Texto em estudo:
┄┄┄┄┄┄┄┄┄┄

This essay aims to reflect about the ethical as a condition of taking roots and belonging in a shared world. This lodging creates values, affective bonds of inter-recognition between men, the phylia and the political community.

Keywords: Ethics, Happiness, Phylia, Politics.


 

 

Encontrada pela primeira vez em Homero, a palavra ethos significava “morada”. Não sendo arquitetura ou técnica de construção, ethos é habitat, “toca”, mas também o fato e a maneira de habitá-la. A modesta tenda do caçador nômade ou a casa do agricultor sedentário é localização em um espaço sagrado de onde se faz possível a comunicação com os deuses. Habitar um espaço é decisão religiosa que, “cosmizando” o caos, santifica um pequeno cosmos, tomando-o semelhante ao divino. O desejo de ter uma “morada semelhante à casa dos deuses” foi representado mais tarde em santuários e templos. Na senda grega, Heidegger, em Construir, habitar, pensar, mostra como a linguagem guardou parte do sentido de pertencer e enraizar-se: o verbo bauen &– “construir” &– significou, em sua forma no antigo alemão (beo), habitar, sendo da mesma família de bin (sou): “O que significa, pois, ich bin? A antiga palavra à qual se vincula bin, responde: ‘eu sou’, quer dizer ‘eu habito’” (Heidegger, 1958, p. 173).

Algo semelhante se passa com as palavras asti (cidade) e polis (cidade). Se a primeira se refere à cidade em seus aspectos materiais &– ruas, monumentos e edificações &– a pólis é seu ethos, seu caráter, sua “maneira de ser”.

A casa é o “corpo do homem”, a medida de seu mundo, aquilo que oferece as verdadeiras referências de bem-estar e prazer, sendo,também, guia do espírito. Paul Valéry, em Eupalinos ou o arquiteto, encena, à maneira de Platão, um diálogo entre Sócrates e Fedro, dizendo ser o construir o mais completo de todos os atos, pois exige amor, meditação, obediência ao mais belo pensamento, “invenções de leis pela própria alma”. Eupalinos, em um passado distante, ensinara-o a Fedro, ao indicar como a construção se impregna de experiência pessoal e emoções:

Escuta, Fedro, e olha este pequeno templo que construí para morada de Hermes a alguns passos daqui; se soubesses o que significou para mim! Onde o passante só vê uma elegante capela, quatro colunas muito simples, imprimi nela a lembrança de um claro dia de minha vida. (...) Este templo, ninguém o sabe, é a imagem matemática de uma jovem de Corinto que, por felicidade, amei (Valéry, 1996, p. 52).

┄┄┄┄┄┄┄┄┄┄

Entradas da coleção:

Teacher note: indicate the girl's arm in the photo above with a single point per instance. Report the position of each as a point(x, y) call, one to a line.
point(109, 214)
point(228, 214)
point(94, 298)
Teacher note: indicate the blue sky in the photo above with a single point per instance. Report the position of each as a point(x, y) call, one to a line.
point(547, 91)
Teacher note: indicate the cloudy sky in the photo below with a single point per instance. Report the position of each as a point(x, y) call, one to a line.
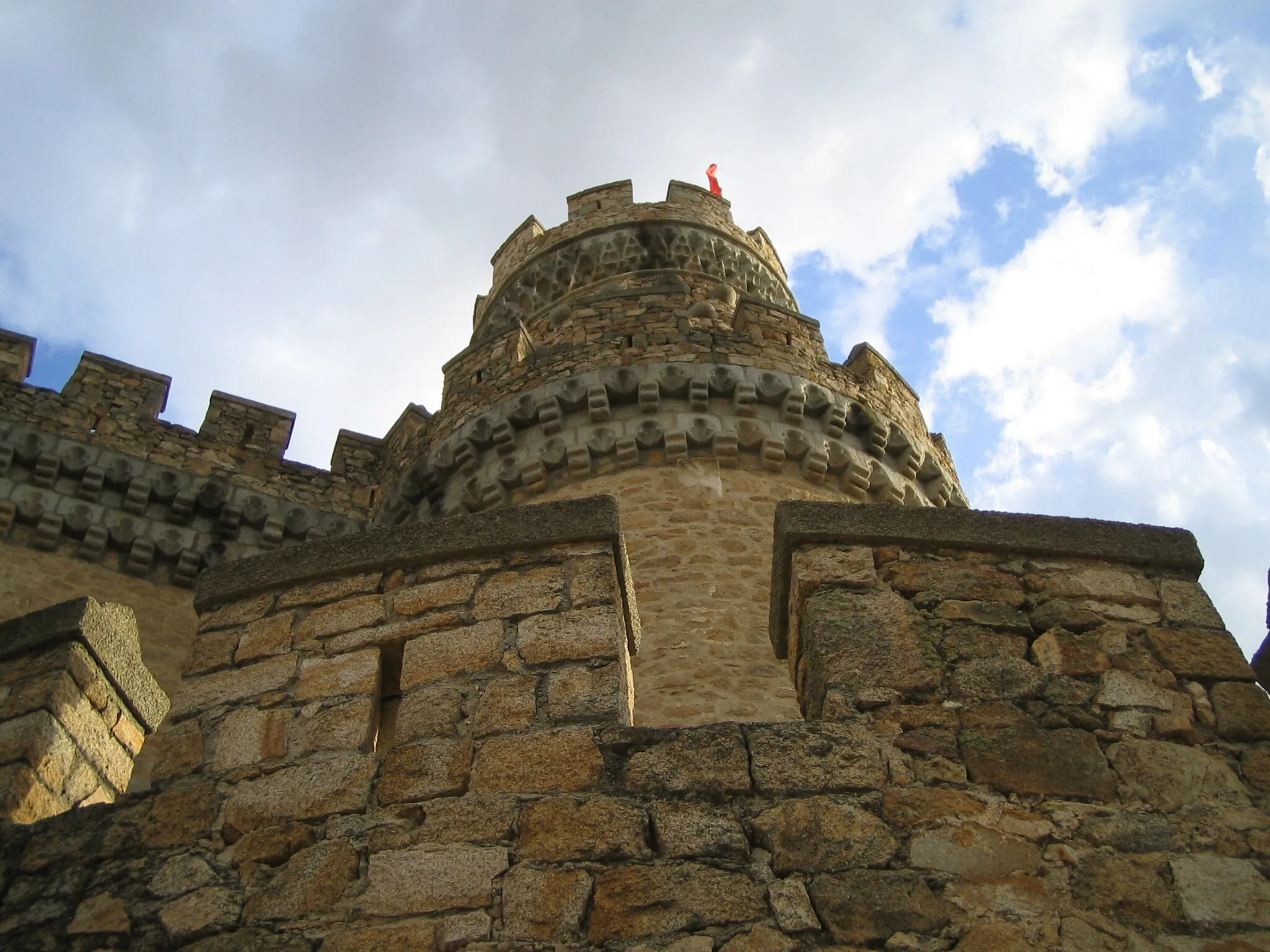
point(1053, 218)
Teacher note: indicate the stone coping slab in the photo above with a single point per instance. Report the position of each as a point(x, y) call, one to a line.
point(493, 532)
point(110, 632)
point(873, 524)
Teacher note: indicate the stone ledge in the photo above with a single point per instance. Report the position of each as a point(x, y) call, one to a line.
point(798, 522)
point(588, 519)
point(110, 632)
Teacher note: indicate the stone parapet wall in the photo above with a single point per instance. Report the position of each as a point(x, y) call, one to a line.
point(981, 809)
point(144, 516)
point(611, 207)
point(75, 706)
point(112, 408)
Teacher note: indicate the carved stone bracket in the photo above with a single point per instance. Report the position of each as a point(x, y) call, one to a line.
point(619, 418)
point(102, 501)
point(630, 248)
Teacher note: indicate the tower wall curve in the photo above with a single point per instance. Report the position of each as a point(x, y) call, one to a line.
point(654, 351)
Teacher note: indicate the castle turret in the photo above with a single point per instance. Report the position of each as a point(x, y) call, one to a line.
point(654, 351)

┄┄┄┄┄┄┄┄┄┄

Exercício: Reescreva o trecho do texto em estudo entre "Escuta, Fedro, e" e "1996, p. 52).", inclusive, trocando "templo" por "santuário". Os registros vêm de outra fonte.

Resposta:
Escuta, Fedro, e olha este pequeno santuário que construí para morada de Hermes a alguns passos daqui; se soubesses o que significou para mim! Onde o passante só vê uma elegante capela, quatro colunas muito simples, imprimi nela a lembrança de um claro dia de minha vida. (...) Este santuário, ninguém o sabe, é a imagem matemática de uma jovem de Corinto que, por felicidade, amei (Valéry, 1996, p. 52).